EXERCISE REQUIREMENTS:
a) Return the lines of the records below verbatim, omitting the pictures.
b) Carry the passage on the AAA optional appellate arbitration rules forward from its last sentence.

Alternative dispute resolution (ADR) provisions in contracts commonly provide for final and binding arbitration of all disputes arising between the parties. Very often parties designate the American Arbitration Association (AAA) as the forum in which disputes will be heard and determined, and specify AAA rules for commercial and other types of disputes to control the process. The parties’ objective in arbitration is a fair, fast, economical, and, in particular kinds of cases, expert result. Parties agree that the decision of arbitrators is final, binding, and may be enforced in judicial proceedings if necessary. Historically, there has been no “appeal” as such from an arbitration decision. Federal and state arbitration laws permit challenges to arbitrators’ decisions only on very narrow grounds that, essentially, go to the fairness and integrity of the process. Arbitrators’ decisions are generally not reviewed by courts for errors in the application of law or in determinations of the facts. However, on November 1, 2013, AAA fundamentally changed the process by implementing new rules to allow for optional AAA appellate review of arbitrators’ decisions based on just such grounds.

The AAA Optional Appellate Arbitration Rules, effective November 1, 2013, allow parties to include, as part of their contractual arbitration provisions, a further provision that the decision of arbitrators may be appealed to a newly established AAA Appeal Tribunal which, specifically, may review those decisions based upon alleged errors of law that are material and prejudicial to a party, and determinations of fact that are “clearly erroneous.” The Appeal Tribunal, comprised of arbitrators selected from a AAA “appellate panel,” may affirm or reverse the underlying arbitration decision, and its decision becomes the final decision in the case.

The newly optional appeal procedure is available only by agreement of the parties. That is to say, it is a matter of contract between the parties. A party may not unilaterally appeal an arbitration decision. The parties’ agreement to allow an appeal under the new rules may be included in the underlying contract that is the basis for the dispute, or by the parties’ “stipulation.” As discussed below, the AAA appellate process is at least arguably counter to the national policy for finality of arbitration awards that is embodied in federal and state laws that have heretofore established the only avenue to overturn arbitration awards. With the optional appeal rules, AAA offers the process to meet parties’ desires to have a “more comprehensive appeal” of an award within the arbitration process itself that could be completed in three months. That said, finality of arbitration is at stake.

PROVIDED MATERIAL:
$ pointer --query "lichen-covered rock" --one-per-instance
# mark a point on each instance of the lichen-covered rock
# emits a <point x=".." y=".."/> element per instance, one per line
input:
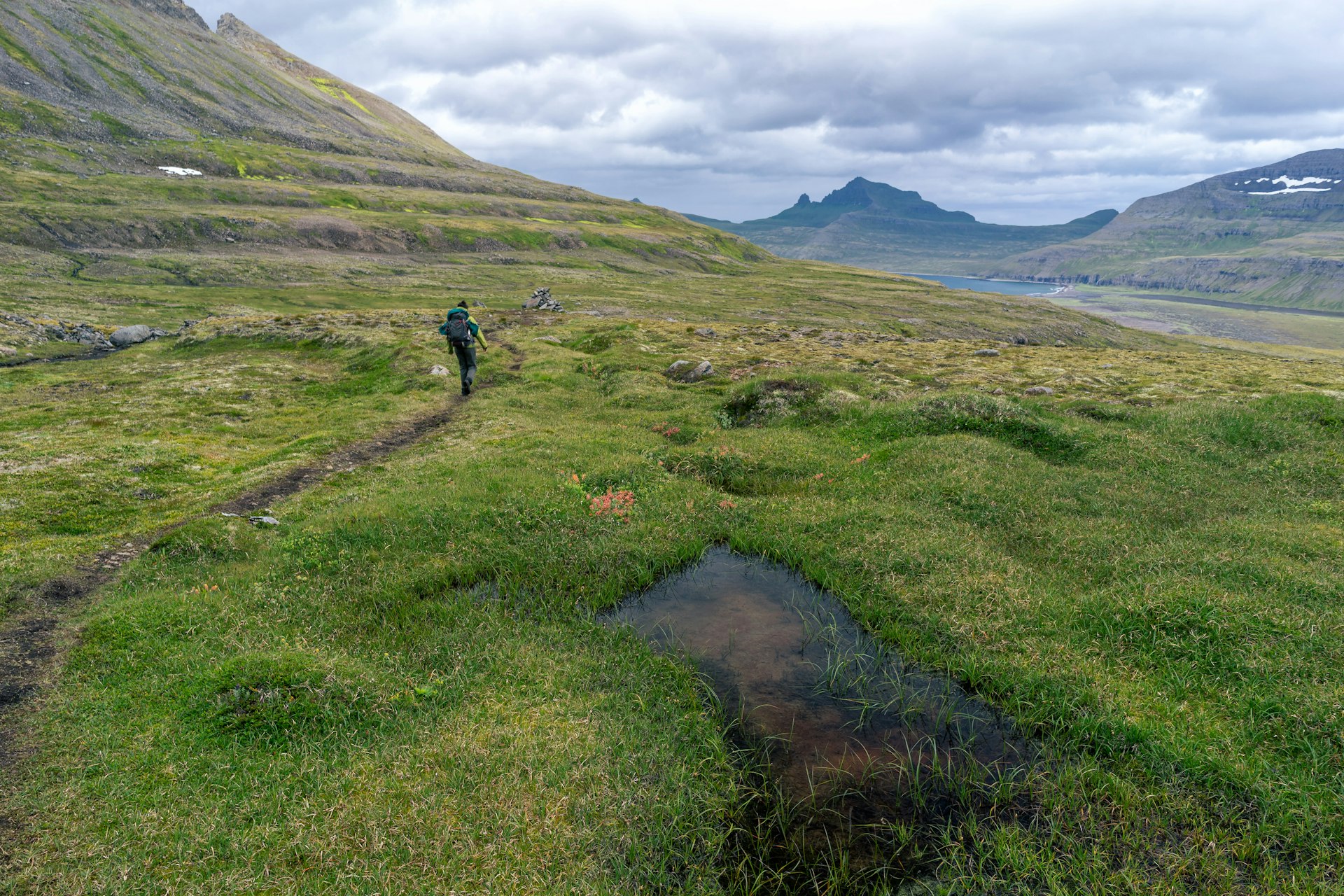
<point x="542" y="301"/>
<point x="689" y="371"/>
<point x="134" y="335"/>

EXERCISE RESPONSES:
a)
$ pointer --query "lichen-covered rock" --one-per-instance
# mark a point on each instance of the lichen-covered rock
# emits a <point x=".." y=".."/> element per instance, one per line
input:
<point x="542" y="301"/>
<point x="689" y="371"/>
<point x="134" y="335"/>

b)
The Finality of Arbitration

Parties negotiating contracts have historically enjoyed a degree of flexibility in fashioning the terms of arbitration provisions made a part of those contracts. Federal and state arbitration laws reflecting a national policy favoring arbitration require that arbitration provisions in valid contracts be enforced in accordance with their terms. Parties may, for example, specify the arbitration forum and rules, the way arbitrators are chosen, and what their qualifications should be. They may specify particular procedures for obtaining access to documents or information, and even identify the substantive law under which their dispute will be decided. But federal and state arbitration laws also deal with the finality of arbitration decisions by narrowly limiting grounds upon which a party may challenge a decision of arbitrators rendered in accordance with their agreement. Courts, notably led by the United States Supreme Court, have declared that parties may not by their agreement create judicial appeals from final arbitration decisions that are at odds with the narrowly prescribed statutory grounds upon which an arbitration decision could be overturned (vacated). A “wrong” decision is not among those statutory grounds.

By law, parties may ask courts to vacate arbitration decisions when there are egregious departures from their agreed-upon arbitration -- where the result is the product of corruption, fraud, evident partiality, misconduct, misbehavior, of arbitrators exceeding their powers or making evident material miscalculations, or deciding matters not submitted to them. These are particular grounds, and the only grounds, upon which parties may request a court to vacate an arbitration decision. The grounds do not go to the “merits” of a decision, but rather to the form or the integrity of the arbitration process in which the merits were determined.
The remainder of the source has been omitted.